WHAT THIS TASK INVOLVES
From the line that has "[tag] bare shrub (a dot for each instance)" down to the final line of the listing below, transcribe every line exactly, and only those.

[START]

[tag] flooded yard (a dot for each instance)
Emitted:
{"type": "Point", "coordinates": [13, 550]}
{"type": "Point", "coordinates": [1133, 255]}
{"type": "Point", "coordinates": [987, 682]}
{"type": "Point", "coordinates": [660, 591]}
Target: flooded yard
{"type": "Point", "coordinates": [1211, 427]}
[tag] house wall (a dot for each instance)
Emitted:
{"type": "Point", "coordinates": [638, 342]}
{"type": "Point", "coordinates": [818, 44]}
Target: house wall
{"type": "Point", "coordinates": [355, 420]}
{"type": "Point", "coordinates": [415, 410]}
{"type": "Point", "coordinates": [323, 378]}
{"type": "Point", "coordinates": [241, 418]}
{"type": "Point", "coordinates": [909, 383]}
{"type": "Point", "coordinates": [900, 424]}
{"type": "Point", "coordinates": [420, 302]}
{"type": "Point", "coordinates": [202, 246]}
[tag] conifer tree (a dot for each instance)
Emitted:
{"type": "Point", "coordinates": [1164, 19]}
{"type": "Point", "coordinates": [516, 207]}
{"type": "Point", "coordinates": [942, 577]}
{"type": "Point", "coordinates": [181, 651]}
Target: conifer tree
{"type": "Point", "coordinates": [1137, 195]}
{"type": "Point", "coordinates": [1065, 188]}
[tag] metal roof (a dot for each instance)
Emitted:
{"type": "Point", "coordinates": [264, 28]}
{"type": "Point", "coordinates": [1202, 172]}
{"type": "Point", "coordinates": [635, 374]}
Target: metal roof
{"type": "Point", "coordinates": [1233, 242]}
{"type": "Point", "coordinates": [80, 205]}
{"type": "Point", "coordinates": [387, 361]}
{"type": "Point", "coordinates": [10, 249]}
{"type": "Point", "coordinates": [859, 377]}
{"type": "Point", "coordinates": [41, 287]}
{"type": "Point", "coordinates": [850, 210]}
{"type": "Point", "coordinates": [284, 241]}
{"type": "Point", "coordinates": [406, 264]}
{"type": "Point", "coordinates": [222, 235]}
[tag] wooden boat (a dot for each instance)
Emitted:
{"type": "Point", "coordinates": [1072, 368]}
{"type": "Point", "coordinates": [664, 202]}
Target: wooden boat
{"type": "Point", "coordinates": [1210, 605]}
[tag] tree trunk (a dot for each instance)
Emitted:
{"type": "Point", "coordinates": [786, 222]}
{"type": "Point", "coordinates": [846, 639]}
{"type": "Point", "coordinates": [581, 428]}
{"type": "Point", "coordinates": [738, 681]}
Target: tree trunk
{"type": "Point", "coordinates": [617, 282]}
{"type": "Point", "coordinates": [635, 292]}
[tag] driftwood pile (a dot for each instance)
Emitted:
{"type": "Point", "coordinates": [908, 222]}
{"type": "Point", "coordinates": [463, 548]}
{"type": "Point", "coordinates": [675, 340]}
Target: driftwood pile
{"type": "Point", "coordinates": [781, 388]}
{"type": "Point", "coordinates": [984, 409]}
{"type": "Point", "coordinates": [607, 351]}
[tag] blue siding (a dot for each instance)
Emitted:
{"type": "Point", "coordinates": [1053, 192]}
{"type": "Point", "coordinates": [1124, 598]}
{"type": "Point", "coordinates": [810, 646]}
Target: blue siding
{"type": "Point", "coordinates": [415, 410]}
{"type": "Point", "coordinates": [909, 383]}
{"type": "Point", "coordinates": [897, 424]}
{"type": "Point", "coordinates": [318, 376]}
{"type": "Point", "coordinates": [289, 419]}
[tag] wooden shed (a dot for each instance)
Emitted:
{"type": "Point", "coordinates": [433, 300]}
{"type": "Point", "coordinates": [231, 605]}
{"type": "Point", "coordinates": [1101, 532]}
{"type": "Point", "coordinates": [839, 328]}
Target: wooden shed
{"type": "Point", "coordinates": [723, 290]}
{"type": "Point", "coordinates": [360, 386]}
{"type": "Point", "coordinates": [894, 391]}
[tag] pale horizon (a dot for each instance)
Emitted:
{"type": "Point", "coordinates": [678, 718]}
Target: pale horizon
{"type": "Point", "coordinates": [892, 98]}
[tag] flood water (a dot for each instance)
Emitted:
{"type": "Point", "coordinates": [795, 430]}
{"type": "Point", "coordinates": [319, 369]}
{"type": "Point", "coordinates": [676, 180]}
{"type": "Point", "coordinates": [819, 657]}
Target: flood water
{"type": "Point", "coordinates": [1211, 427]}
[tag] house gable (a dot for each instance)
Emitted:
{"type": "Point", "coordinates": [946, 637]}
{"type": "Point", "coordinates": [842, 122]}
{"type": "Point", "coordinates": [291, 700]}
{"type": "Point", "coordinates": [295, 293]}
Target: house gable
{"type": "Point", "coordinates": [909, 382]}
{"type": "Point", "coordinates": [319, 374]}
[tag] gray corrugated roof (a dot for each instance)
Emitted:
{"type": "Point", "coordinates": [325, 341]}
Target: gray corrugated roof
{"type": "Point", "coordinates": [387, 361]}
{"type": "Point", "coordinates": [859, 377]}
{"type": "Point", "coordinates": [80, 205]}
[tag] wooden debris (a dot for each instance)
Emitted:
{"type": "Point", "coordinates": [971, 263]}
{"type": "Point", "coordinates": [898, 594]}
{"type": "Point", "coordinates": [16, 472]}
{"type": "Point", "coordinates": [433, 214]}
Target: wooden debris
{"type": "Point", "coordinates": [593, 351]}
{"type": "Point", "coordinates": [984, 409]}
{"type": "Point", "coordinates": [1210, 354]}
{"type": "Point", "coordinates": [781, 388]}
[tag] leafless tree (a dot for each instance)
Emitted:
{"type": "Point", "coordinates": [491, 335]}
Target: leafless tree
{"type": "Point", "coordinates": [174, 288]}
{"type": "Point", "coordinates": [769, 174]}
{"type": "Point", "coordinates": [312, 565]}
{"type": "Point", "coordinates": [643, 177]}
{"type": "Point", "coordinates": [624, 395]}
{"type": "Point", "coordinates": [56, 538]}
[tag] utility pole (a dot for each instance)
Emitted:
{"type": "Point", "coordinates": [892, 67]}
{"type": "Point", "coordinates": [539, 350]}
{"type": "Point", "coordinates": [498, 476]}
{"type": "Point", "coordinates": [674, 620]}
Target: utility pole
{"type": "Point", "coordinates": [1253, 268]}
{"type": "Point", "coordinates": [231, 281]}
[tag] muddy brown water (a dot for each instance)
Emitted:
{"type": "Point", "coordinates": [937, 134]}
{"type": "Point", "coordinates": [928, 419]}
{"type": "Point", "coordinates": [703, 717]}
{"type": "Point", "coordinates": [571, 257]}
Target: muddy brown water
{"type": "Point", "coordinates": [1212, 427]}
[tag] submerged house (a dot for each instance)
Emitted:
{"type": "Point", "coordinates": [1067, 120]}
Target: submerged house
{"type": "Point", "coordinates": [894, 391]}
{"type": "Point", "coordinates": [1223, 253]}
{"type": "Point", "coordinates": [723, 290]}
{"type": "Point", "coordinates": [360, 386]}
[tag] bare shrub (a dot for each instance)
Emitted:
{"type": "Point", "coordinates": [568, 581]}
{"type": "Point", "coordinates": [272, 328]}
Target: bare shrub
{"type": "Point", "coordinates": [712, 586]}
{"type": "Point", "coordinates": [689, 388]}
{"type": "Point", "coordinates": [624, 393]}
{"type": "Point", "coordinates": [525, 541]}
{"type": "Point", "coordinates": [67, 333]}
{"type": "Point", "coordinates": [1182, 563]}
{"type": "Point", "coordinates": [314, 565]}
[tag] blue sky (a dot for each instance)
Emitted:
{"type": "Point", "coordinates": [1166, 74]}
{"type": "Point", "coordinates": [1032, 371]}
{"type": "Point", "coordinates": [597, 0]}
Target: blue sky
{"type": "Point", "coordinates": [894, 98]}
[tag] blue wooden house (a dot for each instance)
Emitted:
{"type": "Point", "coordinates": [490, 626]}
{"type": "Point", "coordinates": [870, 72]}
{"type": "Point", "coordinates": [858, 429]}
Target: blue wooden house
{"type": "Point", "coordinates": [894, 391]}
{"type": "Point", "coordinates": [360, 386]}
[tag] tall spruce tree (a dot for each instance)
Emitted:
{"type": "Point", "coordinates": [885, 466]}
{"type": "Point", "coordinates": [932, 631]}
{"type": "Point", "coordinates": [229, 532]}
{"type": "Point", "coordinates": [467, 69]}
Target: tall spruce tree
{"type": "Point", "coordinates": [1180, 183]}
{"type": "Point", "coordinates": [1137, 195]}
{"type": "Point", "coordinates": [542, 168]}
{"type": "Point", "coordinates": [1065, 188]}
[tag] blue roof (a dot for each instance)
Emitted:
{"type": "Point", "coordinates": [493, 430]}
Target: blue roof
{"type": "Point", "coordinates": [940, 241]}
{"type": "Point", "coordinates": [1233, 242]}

[END]

TASK ANSWER
[tag] bare shrub (a dot for each instance)
Emitted:
{"type": "Point", "coordinates": [568, 581]}
{"type": "Point", "coordinates": [272, 328]}
Target: bare shrub
{"type": "Point", "coordinates": [712, 586]}
{"type": "Point", "coordinates": [689, 388]}
{"type": "Point", "coordinates": [624, 393]}
{"type": "Point", "coordinates": [525, 541]}
{"type": "Point", "coordinates": [67, 333]}
{"type": "Point", "coordinates": [1182, 563]}
{"type": "Point", "coordinates": [314, 565]}
[tag] blue sky (a dot for each instance)
Emitted:
{"type": "Point", "coordinates": [1166, 74]}
{"type": "Point", "coordinates": [1032, 371]}
{"type": "Point", "coordinates": [597, 0]}
Target: blue sky
{"type": "Point", "coordinates": [894, 98]}
[tag] blue wooden house (a dot for each instance)
Emitted:
{"type": "Point", "coordinates": [490, 626]}
{"type": "Point", "coordinates": [870, 72]}
{"type": "Point", "coordinates": [858, 429]}
Target: blue wooden house
{"type": "Point", "coordinates": [894, 391]}
{"type": "Point", "coordinates": [360, 386]}
[tag] tall spruce tree (a dot for each instance)
Emitted:
{"type": "Point", "coordinates": [885, 466]}
{"type": "Point", "coordinates": [932, 631]}
{"type": "Point", "coordinates": [229, 532]}
{"type": "Point", "coordinates": [467, 69]}
Target: tall spruce tree
{"type": "Point", "coordinates": [1180, 183]}
{"type": "Point", "coordinates": [1137, 195]}
{"type": "Point", "coordinates": [542, 168]}
{"type": "Point", "coordinates": [1065, 188]}
[tag] blue roof (a dot for each instance)
Emitted:
{"type": "Point", "coordinates": [493, 430]}
Target: blue roof
{"type": "Point", "coordinates": [940, 241]}
{"type": "Point", "coordinates": [1233, 242]}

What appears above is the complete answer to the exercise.